What you are asked to do: Gather every line of the listing below that contains the word "rocky" and copy each one in full.

Stored records:

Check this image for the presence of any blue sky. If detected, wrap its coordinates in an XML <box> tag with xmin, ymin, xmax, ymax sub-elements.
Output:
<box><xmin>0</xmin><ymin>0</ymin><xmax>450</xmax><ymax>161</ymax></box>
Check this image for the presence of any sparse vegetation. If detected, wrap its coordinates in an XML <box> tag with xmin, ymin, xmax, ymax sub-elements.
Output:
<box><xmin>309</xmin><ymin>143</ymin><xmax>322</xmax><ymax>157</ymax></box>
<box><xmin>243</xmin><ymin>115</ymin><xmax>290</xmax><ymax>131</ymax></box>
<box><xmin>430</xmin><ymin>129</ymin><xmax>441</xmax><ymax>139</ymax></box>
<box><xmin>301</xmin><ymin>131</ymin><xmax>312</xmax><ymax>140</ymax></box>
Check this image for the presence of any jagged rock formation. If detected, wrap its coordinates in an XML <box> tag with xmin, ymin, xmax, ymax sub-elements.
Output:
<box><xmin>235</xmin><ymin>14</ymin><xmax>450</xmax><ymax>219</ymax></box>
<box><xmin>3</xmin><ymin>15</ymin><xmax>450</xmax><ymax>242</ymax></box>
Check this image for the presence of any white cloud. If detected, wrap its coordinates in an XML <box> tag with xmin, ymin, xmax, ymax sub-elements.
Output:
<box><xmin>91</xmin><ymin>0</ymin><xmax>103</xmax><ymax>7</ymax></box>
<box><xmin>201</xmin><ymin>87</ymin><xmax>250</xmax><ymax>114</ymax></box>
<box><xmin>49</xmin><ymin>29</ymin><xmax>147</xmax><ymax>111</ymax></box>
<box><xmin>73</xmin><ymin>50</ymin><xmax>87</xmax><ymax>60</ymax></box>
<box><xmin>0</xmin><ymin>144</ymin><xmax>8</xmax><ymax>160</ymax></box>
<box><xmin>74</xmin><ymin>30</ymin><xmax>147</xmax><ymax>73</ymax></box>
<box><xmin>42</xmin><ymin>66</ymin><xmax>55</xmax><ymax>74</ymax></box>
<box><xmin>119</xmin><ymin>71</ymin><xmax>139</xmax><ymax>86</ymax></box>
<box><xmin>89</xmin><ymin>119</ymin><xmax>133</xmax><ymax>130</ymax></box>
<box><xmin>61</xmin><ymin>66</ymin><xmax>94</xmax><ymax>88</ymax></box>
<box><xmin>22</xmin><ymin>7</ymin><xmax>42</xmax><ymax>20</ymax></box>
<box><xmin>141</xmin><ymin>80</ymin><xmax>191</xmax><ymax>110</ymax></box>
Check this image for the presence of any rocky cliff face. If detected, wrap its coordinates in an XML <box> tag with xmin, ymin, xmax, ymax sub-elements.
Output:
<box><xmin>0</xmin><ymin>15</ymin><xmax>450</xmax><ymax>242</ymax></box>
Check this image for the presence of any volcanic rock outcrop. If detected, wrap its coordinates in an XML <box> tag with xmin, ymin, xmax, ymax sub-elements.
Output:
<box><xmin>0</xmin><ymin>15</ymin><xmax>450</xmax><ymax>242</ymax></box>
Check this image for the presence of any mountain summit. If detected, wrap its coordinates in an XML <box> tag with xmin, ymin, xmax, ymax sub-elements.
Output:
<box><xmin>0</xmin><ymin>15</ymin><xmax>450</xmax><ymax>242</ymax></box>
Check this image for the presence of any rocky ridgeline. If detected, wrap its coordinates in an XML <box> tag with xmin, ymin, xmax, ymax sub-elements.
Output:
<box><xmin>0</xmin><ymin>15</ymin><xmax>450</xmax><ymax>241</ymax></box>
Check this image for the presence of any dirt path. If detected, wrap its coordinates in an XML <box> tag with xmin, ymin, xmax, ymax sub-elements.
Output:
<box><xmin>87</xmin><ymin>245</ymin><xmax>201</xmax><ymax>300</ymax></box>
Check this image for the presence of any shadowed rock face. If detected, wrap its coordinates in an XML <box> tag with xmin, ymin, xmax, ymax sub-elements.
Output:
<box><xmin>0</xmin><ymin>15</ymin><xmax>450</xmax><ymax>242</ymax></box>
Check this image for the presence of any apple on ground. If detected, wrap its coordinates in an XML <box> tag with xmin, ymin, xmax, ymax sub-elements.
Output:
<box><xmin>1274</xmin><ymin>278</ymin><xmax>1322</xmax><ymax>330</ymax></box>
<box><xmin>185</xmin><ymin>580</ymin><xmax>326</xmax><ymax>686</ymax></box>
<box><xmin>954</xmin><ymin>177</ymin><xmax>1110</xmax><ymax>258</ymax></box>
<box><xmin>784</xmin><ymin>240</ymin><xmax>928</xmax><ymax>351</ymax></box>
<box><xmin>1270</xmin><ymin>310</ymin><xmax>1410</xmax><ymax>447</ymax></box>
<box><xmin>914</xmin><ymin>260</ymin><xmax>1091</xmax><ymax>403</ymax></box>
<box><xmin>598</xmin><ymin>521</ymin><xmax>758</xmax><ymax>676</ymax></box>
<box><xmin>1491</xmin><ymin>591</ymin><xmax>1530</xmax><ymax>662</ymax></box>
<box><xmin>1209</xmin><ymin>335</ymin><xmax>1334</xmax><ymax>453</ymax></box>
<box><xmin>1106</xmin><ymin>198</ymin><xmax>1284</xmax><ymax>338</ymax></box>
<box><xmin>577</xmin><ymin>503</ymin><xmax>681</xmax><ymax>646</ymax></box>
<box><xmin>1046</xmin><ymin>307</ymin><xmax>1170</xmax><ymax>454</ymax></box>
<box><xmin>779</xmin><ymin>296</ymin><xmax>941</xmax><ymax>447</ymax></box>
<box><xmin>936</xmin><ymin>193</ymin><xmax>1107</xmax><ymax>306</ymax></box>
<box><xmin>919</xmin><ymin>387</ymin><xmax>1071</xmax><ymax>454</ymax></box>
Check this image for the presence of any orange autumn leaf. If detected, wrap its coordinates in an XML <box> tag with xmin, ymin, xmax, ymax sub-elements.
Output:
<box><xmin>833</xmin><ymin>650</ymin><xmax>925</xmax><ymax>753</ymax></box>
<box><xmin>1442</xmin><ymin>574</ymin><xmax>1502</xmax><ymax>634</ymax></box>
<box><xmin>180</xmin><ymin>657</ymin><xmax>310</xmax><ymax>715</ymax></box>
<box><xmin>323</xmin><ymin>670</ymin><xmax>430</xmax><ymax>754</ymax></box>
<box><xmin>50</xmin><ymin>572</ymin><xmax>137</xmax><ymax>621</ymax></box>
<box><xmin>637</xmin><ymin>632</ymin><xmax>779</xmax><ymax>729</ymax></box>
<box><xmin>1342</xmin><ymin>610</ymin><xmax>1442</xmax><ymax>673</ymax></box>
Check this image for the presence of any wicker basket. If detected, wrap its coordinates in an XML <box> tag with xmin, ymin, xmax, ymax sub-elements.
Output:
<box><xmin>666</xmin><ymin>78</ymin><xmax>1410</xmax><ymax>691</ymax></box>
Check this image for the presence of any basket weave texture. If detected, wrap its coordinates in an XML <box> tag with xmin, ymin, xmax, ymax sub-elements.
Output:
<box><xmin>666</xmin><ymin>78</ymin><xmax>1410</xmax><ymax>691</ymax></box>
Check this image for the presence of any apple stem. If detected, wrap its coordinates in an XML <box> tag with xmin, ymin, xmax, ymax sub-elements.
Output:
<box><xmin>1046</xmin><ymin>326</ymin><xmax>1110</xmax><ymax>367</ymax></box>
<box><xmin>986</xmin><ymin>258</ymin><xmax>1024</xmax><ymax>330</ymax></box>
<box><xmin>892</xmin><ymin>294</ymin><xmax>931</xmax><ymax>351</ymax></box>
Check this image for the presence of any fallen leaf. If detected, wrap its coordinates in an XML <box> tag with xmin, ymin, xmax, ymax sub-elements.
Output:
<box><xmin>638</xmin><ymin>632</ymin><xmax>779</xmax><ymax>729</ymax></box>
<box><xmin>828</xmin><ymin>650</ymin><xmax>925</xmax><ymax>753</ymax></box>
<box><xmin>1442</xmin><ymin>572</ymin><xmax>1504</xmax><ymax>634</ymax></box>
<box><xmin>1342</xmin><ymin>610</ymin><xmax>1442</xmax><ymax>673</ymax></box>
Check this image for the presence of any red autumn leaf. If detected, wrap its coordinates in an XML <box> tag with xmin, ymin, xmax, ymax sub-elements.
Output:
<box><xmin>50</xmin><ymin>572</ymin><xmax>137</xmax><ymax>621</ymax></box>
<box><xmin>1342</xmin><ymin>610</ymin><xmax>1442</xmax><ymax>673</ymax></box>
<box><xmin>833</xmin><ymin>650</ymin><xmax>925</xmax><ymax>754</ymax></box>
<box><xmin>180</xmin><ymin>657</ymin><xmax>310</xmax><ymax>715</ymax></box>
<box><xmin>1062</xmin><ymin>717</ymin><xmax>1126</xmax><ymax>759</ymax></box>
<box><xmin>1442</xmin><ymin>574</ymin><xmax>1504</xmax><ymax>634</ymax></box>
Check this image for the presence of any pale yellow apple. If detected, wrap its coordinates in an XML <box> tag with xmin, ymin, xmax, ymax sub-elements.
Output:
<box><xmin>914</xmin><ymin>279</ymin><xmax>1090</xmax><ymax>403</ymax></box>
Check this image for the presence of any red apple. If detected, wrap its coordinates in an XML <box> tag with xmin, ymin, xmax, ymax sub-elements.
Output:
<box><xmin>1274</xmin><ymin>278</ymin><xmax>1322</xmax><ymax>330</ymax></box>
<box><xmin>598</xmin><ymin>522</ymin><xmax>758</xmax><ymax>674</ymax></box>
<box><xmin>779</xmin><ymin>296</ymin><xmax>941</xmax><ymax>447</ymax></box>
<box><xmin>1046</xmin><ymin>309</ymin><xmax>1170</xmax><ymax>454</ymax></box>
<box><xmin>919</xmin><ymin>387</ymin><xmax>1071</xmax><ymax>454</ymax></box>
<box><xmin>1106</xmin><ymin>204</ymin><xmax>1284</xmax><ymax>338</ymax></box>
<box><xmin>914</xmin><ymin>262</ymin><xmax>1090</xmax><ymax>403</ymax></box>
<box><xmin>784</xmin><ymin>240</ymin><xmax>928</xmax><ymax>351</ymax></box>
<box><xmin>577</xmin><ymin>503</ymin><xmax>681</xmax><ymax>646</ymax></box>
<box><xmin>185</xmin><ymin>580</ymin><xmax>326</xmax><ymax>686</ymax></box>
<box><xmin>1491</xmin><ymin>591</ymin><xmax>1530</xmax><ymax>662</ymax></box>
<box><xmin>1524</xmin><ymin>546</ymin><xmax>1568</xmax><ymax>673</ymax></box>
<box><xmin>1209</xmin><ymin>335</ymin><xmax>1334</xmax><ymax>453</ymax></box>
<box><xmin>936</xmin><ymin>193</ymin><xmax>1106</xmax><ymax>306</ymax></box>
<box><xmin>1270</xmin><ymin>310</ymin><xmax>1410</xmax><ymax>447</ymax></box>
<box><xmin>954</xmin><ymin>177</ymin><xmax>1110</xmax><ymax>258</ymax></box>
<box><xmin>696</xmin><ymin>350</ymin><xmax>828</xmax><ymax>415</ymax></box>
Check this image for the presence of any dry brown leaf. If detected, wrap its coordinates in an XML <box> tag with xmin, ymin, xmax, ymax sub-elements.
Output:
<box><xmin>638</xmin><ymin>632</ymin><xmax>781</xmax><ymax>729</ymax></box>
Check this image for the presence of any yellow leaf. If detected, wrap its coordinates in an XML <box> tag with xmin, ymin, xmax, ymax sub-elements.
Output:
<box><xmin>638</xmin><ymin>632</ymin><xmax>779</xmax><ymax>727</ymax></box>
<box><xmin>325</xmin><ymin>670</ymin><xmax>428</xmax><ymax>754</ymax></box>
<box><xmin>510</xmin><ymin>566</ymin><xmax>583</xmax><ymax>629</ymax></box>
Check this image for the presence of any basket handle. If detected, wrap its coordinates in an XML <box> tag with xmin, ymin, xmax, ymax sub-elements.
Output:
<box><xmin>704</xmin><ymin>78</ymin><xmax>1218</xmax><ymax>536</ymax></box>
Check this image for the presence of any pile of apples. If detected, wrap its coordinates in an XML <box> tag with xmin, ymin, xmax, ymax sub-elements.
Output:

The answer:
Check this image for the presence of any rocky cliff face. If detected, wrap its coordinates in an XML <box> tag with xmin, ymin, xmax, ymax sub-elements.
Check this image for the presence of any rocky ridgeline. If detected, wrap its coordinates in an XML <box> tag with xmin, ymin, xmax, ymax sub-elements.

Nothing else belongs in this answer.